→ **Written instruction**
Please copy the material below word for word, keeping every line intact and in its original order.

→ **Available records**

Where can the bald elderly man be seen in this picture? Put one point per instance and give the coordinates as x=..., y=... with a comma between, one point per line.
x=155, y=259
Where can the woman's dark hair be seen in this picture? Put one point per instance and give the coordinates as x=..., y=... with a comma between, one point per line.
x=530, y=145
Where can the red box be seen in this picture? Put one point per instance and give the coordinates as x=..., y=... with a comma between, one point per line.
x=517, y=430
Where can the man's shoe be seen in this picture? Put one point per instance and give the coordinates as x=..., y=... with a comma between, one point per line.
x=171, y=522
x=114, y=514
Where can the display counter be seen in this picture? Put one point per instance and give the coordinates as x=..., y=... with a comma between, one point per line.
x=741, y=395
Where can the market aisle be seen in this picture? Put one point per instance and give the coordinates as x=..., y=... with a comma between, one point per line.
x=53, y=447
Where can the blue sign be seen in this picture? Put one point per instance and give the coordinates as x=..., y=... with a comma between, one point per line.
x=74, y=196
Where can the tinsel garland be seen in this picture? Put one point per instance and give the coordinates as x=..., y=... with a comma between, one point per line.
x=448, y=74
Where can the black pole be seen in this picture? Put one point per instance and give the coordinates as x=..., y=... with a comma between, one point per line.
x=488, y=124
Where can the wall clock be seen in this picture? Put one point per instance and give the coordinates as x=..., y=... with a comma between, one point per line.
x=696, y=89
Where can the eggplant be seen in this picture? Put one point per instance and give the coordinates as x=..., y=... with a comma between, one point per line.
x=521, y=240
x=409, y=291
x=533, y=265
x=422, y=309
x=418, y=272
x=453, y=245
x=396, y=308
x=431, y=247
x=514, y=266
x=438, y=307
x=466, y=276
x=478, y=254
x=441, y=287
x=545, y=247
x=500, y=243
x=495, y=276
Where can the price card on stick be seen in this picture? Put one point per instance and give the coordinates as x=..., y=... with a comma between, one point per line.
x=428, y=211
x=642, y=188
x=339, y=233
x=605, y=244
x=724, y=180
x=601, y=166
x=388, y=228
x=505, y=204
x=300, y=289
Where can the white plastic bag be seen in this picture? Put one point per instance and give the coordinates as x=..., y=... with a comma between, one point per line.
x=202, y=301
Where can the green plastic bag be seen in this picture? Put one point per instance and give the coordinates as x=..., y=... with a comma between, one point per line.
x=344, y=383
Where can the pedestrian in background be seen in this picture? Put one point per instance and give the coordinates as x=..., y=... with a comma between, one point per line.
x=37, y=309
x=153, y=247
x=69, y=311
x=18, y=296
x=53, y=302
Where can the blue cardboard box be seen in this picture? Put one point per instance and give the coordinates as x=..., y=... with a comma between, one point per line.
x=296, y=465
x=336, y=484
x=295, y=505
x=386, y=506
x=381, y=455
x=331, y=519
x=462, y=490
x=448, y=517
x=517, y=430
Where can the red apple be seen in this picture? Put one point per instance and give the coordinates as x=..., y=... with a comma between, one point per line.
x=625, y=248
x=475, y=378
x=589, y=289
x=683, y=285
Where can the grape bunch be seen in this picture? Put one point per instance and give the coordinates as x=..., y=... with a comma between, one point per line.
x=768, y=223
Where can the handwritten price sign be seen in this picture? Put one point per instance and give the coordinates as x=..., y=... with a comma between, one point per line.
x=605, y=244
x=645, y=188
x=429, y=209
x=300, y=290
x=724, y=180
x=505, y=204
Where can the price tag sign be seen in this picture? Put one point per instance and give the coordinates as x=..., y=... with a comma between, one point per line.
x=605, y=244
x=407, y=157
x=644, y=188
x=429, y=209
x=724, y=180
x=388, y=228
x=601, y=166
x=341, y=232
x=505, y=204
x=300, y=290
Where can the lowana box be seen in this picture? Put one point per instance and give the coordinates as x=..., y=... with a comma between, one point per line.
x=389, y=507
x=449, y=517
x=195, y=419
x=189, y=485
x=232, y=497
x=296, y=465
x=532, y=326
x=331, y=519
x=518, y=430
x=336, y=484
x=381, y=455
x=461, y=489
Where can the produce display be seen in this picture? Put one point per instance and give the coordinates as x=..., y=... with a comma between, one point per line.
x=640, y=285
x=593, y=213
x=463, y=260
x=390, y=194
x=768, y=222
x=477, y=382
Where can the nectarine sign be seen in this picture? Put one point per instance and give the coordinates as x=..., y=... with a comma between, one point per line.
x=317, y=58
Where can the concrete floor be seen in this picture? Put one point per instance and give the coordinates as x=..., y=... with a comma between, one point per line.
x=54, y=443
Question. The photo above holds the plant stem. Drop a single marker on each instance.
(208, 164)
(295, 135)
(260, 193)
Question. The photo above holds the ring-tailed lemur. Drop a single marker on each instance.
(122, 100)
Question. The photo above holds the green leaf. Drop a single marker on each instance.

→ **Task solution**
Where can the bald elderly man be seen in this picture? Put one point per instance and give the coordinates as x=..., y=... with a comma between, one point per line.
x=155, y=259
Where can the woman's dark hair be seen in this picture? Put one point per instance and give the coordinates as x=..., y=... with a comma between, one point per line.
x=530, y=145
Where can the red box be seen in this picture? Put one point per instance and give the coordinates as x=..., y=... with a comma between, one point per line.
x=517, y=430
Where can the man's shoe be seen in this picture? Put one point per instance and give the coordinates as x=..., y=... with a comma between, one point per line.
x=171, y=522
x=114, y=514
Where can the display counter be seen in this picture? Put one point per instance and give the coordinates as x=..., y=... with a comma between, one point per line.
x=741, y=395
Where can the market aisle be seen in this picture? Put one point per instance and give the coordinates as x=..., y=... with a comma between, one point per line.
x=53, y=447
Where can the blue sign be seen in this picture? Put one point per instance and give the coordinates as x=..., y=... with a comma between, one point per line.
x=74, y=196
Where can the tinsel garland be seen in this picture? Put one point per instance and give the coordinates as x=..., y=... with a comma between, one point per line.
x=448, y=74
Where can the black pole be seen in this picture? Put one point per instance and give the coordinates as x=..., y=... with a comma between, one point per line.
x=488, y=124
Where can the wall clock be seen in this picture? Put one point per instance and give the coordinates as x=..., y=... with a comma between, one point per line.
x=696, y=89
Where can the eggplant be seen in this picture? Put one point per instance and give the coordinates as x=..., y=... with a comma between, one point per line.
x=521, y=240
x=409, y=291
x=533, y=265
x=422, y=309
x=418, y=272
x=453, y=245
x=396, y=308
x=431, y=247
x=514, y=266
x=438, y=307
x=466, y=276
x=478, y=254
x=441, y=287
x=545, y=247
x=500, y=243
x=495, y=276
Where can the price card on stick be seen in this picture? Put one point per instance and give the coordinates as x=..., y=... with a comma between, one point per line.
x=428, y=211
x=642, y=188
x=339, y=233
x=605, y=244
x=724, y=180
x=601, y=166
x=388, y=228
x=505, y=204
x=300, y=289
Where can the white plastic bag be seen in this picture? Put one point per instance and give the coordinates as x=..., y=... with a comma between, one point per line.
x=202, y=301
Where can the green plastic bag be seen in this picture? Put one point per instance and give the coordinates as x=..., y=... with a comma between, one point per line.
x=344, y=383
Where can the pedestrian in background be seen in this picture? Put one point per instance and give the coordinates as x=..., y=... with a comma between, one point per line.
x=37, y=309
x=153, y=247
x=69, y=311
x=18, y=296
x=53, y=302
Where can the blue cardboard box be seen in this picture? Put one point per instance and give the coordinates as x=..., y=... with a comma between, one point per line.
x=296, y=465
x=336, y=484
x=295, y=505
x=386, y=506
x=381, y=455
x=331, y=519
x=462, y=490
x=448, y=517
x=517, y=430
Where can the red apple be seen in this picture? Put one point per instance and give the coordinates as x=..., y=... with a comma between, one point per line.
x=625, y=248
x=475, y=378
x=589, y=289
x=683, y=285
Where can the grape bunch be seen in this picture? Put one point per instance and give the coordinates as x=..., y=... with a comma between, one point per line.
x=768, y=223
Where can the handwritten price sign be seen in this picture? Put one point per instance and give the coordinates as x=..., y=... with a comma between, one point per line.
x=605, y=244
x=645, y=188
x=429, y=209
x=300, y=290
x=724, y=180
x=505, y=204
Where can the price tag sign be seen in this picture? Put one point per instance and give the coordinates as x=..., y=... with a comma between, one point per line.
x=605, y=244
x=407, y=157
x=644, y=188
x=429, y=209
x=724, y=180
x=388, y=228
x=601, y=166
x=341, y=232
x=505, y=204
x=300, y=290
Where can the lowana box be seen in this picture? Put one point per instance and give the coordinates as x=..., y=... with a comma between, one point per line.
x=389, y=507
x=449, y=517
x=195, y=419
x=189, y=485
x=232, y=497
x=296, y=465
x=532, y=326
x=331, y=519
x=518, y=430
x=336, y=484
x=381, y=455
x=461, y=489
Where can the produce display be seen in this picture? Put one point per instance and give the coordinates as x=..., y=... with a comma between, one point per line.
x=640, y=285
x=593, y=213
x=463, y=260
x=390, y=194
x=768, y=222
x=477, y=382
Where can the nectarine sign be seen in this picture? Put one point per instance and give the coordinates as x=..., y=... with a comma between, one point per line.
x=317, y=58
Where can the concrete floor be seen in this picture? Put one point per instance and give the coordinates as x=..., y=... with a comma between, one point per line.
x=54, y=443
Question. The photo above holds the plant stem. Drop a single marker on each instance.
(208, 164)
(295, 135)
(260, 193)
Question. The photo above holds the ring-tailed lemur. Drop a single marker on each instance.
(122, 100)
Question. The photo above holds the green leaf. Drop a single marker on each instance.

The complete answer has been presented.